» **EXERCISE BRIEF**: From the material below, extract every line that contains the string "glass", matching case exactly, and copy each of those lines in full.

» **SOURCE RECORDS**:
········

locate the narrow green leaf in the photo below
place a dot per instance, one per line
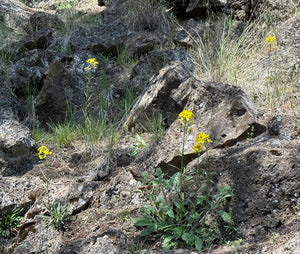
(198, 243)
(225, 216)
(142, 221)
(170, 213)
(148, 230)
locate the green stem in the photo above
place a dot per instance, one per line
(181, 176)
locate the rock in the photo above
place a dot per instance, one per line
(274, 125)
(198, 8)
(42, 21)
(276, 10)
(188, 35)
(58, 95)
(17, 148)
(221, 110)
(106, 38)
(110, 38)
(264, 176)
(150, 65)
(15, 15)
(291, 247)
(98, 244)
(39, 40)
(15, 192)
(49, 239)
(157, 97)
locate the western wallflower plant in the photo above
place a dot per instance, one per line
(201, 140)
(92, 64)
(271, 40)
(186, 117)
(43, 152)
(186, 211)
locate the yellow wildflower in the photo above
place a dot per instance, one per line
(201, 139)
(92, 64)
(186, 117)
(43, 152)
(271, 40)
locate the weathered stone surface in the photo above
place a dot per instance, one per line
(276, 10)
(15, 14)
(157, 97)
(49, 240)
(15, 191)
(58, 94)
(153, 62)
(264, 176)
(221, 110)
(105, 38)
(291, 247)
(188, 35)
(110, 38)
(16, 148)
(43, 20)
(198, 8)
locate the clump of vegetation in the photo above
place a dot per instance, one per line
(56, 215)
(186, 218)
(9, 220)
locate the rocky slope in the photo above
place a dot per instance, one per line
(256, 141)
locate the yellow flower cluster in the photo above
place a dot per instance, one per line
(186, 117)
(43, 152)
(92, 64)
(201, 139)
(271, 40)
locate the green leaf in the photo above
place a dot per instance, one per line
(188, 238)
(168, 243)
(148, 230)
(142, 221)
(198, 243)
(170, 213)
(225, 216)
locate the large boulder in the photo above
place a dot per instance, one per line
(153, 62)
(263, 173)
(157, 97)
(220, 109)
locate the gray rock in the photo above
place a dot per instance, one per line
(157, 97)
(153, 62)
(59, 94)
(291, 247)
(275, 10)
(188, 35)
(17, 148)
(198, 8)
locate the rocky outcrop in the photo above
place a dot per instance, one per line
(276, 10)
(110, 38)
(198, 8)
(16, 144)
(58, 95)
(153, 62)
(157, 97)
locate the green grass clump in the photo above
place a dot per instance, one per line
(56, 215)
(8, 221)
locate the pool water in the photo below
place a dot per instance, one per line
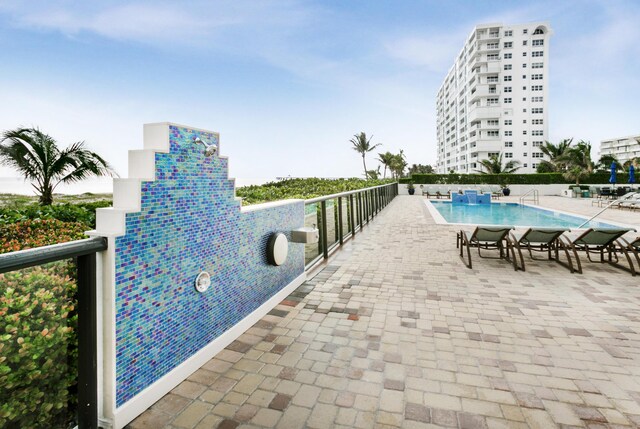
(510, 214)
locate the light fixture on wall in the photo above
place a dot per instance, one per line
(209, 149)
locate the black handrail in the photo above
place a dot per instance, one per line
(363, 205)
(84, 251)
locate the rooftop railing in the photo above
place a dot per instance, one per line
(34, 364)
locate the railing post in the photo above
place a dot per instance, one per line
(339, 228)
(360, 209)
(351, 215)
(323, 208)
(87, 343)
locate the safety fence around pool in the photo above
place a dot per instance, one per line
(339, 217)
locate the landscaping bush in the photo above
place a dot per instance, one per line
(38, 347)
(77, 212)
(302, 189)
(511, 179)
(35, 233)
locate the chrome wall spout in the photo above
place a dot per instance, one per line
(209, 149)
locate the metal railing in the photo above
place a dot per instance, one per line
(340, 216)
(536, 197)
(84, 251)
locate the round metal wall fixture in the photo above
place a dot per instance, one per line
(277, 248)
(203, 281)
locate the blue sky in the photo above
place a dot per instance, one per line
(287, 83)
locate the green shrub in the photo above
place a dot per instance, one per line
(38, 351)
(302, 189)
(67, 212)
(35, 233)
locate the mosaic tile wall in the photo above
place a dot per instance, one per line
(191, 222)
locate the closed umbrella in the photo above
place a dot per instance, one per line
(612, 178)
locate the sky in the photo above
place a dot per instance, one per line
(287, 83)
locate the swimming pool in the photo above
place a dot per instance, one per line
(508, 214)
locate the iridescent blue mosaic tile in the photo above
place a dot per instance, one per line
(190, 222)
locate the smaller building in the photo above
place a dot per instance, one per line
(623, 148)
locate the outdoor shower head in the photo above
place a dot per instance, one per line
(209, 149)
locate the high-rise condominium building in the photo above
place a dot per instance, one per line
(494, 99)
(623, 148)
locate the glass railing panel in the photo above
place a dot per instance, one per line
(332, 224)
(312, 218)
(39, 346)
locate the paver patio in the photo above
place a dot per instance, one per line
(396, 332)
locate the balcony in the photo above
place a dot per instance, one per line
(484, 112)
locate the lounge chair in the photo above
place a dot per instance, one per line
(602, 241)
(633, 248)
(488, 237)
(540, 240)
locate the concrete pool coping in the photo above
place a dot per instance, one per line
(440, 220)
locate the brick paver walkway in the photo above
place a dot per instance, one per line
(396, 332)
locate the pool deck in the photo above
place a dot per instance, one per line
(394, 331)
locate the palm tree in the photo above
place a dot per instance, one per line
(493, 165)
(554, 152)
(386, 159)
(578, 161)
(36, 155)
(362, 145)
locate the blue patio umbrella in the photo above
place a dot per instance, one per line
(612, 179)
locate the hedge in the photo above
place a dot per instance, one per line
(510, 179)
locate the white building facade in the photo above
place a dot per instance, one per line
(623, 148)
(494, 99)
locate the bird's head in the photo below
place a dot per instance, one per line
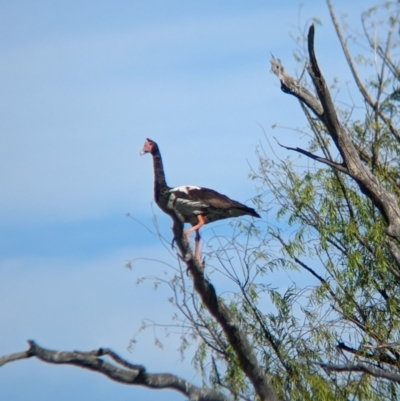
(149, 147)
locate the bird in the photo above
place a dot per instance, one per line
(191, 204)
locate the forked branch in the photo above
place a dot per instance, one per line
(323, 108)
(118, 369)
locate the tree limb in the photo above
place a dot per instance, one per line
(330, 163)
(324, 109)
(376, 372)
(226, 319)
(121, 372)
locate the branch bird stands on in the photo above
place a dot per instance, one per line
(191, 204)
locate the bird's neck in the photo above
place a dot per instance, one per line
(159, 176)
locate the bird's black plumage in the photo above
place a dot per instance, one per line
(192, 204)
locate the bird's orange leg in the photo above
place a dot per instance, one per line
(196, 228)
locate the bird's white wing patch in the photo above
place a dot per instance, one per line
(184, 188)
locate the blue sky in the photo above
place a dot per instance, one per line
(83, 84)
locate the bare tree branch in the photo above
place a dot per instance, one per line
(324, 109)
(121, 372)
(231, 327)
(330, 163)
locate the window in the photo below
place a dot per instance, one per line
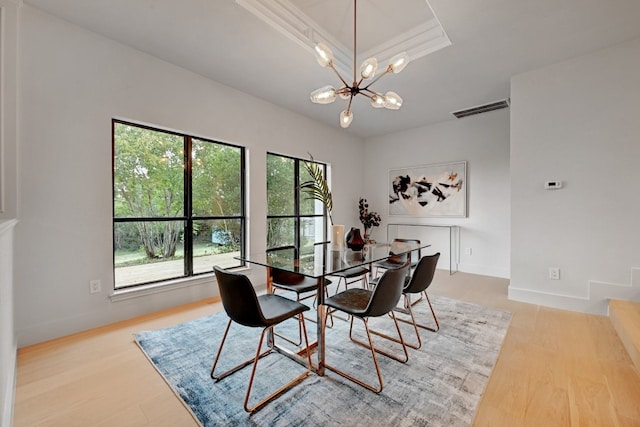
(294, 221)
(178, 205)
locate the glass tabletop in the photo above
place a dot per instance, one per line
(326, 261)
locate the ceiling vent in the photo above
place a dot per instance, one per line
(498, 105)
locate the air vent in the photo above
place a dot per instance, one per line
(498, 105)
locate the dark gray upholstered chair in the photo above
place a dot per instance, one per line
(244, 307)
(417, 284)
(352, 275)
(395, 260)
(304, 288)
(364, 303)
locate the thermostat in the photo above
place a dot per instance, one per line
(552, 185)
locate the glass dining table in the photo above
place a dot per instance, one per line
(323, 262)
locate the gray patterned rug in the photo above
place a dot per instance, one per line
(440, 385)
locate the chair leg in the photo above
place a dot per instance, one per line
(399, 340)
(407, 304)
(374, 389)
(285, 387)
(433, 313)
(236, 368)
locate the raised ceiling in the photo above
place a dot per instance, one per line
(491, 40)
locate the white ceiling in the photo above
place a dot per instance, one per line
(492, 40)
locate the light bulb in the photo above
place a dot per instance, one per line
(346, 117)
(377, 101)
(344, 93)
(392, 100)
(324, 95)
(368, 68)
(324, 56)
(398, 62)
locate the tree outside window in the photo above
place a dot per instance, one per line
(294, 221)
(178, 204)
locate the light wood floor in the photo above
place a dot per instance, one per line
(556, 368)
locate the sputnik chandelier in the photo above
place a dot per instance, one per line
(327, 94)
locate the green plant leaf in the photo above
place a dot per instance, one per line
(317, 188)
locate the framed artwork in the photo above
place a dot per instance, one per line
(429, 191)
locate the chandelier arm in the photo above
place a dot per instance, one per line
(368, 93)
(376, 79)
(338, 74)
(355, 7)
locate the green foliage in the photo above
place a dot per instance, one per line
(149, 182)
(317, 188)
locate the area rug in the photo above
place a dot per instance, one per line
(440, 385)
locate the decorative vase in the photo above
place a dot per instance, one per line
(354, 239)
(337, 237)
(367, 235)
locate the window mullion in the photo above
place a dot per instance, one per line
(188, 211)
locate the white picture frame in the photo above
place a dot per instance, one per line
(438, 190)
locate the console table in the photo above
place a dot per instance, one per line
(394, 231)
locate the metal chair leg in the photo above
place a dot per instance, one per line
(399, 340)
(407, 303)
(282, 389)
(374, 389)
(238, 366)
(433, 313)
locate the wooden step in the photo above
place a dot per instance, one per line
(625, 317)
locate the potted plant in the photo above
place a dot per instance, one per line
(317, 188)
(368, 219)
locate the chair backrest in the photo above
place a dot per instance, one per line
(387, 292)
(415, 254)
(423, 274)
(286, 277)
(239, 298)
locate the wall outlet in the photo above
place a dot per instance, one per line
(95, 286)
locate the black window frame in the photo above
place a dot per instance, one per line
(189, 217)
(297, 216)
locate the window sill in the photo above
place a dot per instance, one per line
(170, 285)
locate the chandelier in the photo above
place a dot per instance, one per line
(328, 94)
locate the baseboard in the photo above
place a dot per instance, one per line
(563, 302)
(483, 270)
(6, 417)
(595, 299)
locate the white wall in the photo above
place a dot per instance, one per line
(483, 141)
(72, 82)
(8, 345)
(8, 203)
(577, 121)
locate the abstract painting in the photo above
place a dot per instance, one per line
(438, 190)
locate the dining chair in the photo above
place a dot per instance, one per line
(364, 304)
(417, 284)
(400, 245)
(244, 307)
(304, 288)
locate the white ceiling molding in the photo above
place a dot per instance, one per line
(303, 30)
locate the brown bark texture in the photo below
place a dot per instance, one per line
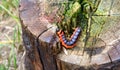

········

» **FULL RESPONSE**:
locate the glass railing panel in the photo above
locate the glass tabletop in the photo above
locate the glass dining table in the photo above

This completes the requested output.